▼

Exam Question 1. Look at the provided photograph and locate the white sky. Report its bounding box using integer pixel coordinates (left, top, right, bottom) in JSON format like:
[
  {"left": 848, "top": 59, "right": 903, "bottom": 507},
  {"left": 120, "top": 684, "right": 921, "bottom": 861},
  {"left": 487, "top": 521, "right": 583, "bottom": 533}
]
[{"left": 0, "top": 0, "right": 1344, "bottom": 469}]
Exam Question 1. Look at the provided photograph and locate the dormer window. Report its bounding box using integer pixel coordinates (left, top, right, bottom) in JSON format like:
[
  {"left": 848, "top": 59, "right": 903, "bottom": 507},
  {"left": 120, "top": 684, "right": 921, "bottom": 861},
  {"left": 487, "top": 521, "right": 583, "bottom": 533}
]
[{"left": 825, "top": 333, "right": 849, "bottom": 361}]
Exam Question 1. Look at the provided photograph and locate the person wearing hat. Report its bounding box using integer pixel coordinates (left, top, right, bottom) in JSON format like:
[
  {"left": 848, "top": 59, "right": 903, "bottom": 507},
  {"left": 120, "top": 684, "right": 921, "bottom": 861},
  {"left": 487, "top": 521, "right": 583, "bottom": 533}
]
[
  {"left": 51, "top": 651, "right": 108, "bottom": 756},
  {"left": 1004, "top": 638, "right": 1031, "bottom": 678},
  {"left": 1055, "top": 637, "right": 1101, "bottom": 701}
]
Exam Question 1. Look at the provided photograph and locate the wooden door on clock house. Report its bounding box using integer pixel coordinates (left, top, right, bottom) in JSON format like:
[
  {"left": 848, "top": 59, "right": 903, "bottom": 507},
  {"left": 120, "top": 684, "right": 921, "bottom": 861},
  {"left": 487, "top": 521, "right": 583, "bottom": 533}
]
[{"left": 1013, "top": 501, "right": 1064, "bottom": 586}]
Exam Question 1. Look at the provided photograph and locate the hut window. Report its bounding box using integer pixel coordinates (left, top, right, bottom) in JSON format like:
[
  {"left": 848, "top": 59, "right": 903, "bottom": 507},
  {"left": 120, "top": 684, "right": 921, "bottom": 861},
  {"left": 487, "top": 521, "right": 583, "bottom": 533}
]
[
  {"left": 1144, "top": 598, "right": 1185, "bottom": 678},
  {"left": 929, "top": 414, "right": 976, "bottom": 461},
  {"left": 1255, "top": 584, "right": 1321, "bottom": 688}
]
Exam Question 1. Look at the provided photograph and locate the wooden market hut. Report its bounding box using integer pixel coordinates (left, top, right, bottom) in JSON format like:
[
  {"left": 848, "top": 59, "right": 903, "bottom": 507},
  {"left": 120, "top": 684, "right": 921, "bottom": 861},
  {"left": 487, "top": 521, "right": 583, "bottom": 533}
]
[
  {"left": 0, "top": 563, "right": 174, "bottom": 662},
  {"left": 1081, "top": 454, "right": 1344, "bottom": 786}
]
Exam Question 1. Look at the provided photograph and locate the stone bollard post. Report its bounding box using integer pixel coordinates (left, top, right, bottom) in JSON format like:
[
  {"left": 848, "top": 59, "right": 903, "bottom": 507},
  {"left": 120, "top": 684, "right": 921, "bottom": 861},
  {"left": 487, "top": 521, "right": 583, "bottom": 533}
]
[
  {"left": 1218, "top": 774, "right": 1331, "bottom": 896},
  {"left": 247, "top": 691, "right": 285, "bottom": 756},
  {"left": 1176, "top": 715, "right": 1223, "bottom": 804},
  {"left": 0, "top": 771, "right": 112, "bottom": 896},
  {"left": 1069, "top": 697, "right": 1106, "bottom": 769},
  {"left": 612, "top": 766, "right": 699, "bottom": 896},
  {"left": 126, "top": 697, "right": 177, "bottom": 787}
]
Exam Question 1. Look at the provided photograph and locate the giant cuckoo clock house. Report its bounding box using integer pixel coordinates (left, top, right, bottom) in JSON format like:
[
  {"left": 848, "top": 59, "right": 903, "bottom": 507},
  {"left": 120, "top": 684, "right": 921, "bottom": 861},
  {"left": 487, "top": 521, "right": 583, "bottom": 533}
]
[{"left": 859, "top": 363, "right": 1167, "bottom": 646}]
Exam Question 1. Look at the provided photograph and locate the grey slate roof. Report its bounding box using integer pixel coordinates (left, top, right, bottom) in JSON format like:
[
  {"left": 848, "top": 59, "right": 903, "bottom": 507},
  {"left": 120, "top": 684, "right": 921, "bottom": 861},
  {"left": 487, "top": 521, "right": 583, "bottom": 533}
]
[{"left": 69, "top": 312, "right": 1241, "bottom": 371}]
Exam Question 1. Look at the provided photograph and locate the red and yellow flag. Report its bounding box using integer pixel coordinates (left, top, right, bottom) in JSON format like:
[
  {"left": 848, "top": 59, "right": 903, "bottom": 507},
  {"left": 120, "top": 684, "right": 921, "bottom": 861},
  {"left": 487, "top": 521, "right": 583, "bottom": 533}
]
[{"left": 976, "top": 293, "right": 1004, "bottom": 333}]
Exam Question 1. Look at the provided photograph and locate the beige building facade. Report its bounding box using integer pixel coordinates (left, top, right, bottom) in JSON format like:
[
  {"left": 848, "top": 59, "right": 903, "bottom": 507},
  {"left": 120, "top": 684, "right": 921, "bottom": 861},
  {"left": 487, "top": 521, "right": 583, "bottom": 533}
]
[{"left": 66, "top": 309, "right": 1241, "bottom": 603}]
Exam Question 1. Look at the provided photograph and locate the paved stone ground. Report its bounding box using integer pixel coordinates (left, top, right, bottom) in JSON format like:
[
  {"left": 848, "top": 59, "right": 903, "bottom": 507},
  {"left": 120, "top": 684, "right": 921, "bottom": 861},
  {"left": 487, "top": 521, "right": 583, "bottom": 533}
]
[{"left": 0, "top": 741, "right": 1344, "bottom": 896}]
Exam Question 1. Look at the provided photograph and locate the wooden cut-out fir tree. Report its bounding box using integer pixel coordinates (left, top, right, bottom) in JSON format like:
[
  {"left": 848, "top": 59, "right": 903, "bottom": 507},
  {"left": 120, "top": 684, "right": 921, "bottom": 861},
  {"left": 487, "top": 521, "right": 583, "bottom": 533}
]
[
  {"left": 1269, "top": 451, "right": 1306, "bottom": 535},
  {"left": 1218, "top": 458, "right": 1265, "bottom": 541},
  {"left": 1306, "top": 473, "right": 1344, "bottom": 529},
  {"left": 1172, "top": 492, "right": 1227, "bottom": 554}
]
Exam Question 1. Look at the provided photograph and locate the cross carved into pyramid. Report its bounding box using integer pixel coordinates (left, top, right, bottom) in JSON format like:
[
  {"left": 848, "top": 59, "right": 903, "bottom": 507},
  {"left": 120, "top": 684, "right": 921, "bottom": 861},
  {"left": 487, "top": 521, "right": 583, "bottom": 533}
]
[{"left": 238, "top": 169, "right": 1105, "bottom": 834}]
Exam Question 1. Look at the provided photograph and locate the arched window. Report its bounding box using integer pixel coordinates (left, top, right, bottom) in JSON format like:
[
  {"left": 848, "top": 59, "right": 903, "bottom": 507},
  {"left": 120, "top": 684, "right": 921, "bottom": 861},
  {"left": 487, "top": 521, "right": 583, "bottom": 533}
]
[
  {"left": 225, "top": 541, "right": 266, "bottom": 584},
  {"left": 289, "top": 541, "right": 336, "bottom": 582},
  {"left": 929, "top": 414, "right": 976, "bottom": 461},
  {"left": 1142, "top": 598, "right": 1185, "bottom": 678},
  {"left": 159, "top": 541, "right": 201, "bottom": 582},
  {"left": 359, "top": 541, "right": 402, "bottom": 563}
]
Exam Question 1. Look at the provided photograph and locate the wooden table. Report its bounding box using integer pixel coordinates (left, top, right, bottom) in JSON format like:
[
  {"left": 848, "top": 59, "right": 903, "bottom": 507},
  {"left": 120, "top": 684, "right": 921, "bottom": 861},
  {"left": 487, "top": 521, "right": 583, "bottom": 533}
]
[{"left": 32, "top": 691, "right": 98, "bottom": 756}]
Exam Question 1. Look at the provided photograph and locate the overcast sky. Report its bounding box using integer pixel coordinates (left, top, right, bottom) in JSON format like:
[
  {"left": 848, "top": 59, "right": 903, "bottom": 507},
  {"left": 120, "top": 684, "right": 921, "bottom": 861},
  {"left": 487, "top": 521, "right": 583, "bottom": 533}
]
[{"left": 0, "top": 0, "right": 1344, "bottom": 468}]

▲

Task instructions: Pick out each line above that contains the word "stone". Case counts.

Expected answer:
Exam Question 1. Look at the provided photograph and locate the stone bollard post. Report its bounding box using integer pixel coordinates (left, top, right, bottom) in JSON format like:
Exam Question 1. Look at the provided photograph and locate the paved stone ground. Report its bounding box using integer pixel coordinates (left, top, right, bottom) in JSON format like:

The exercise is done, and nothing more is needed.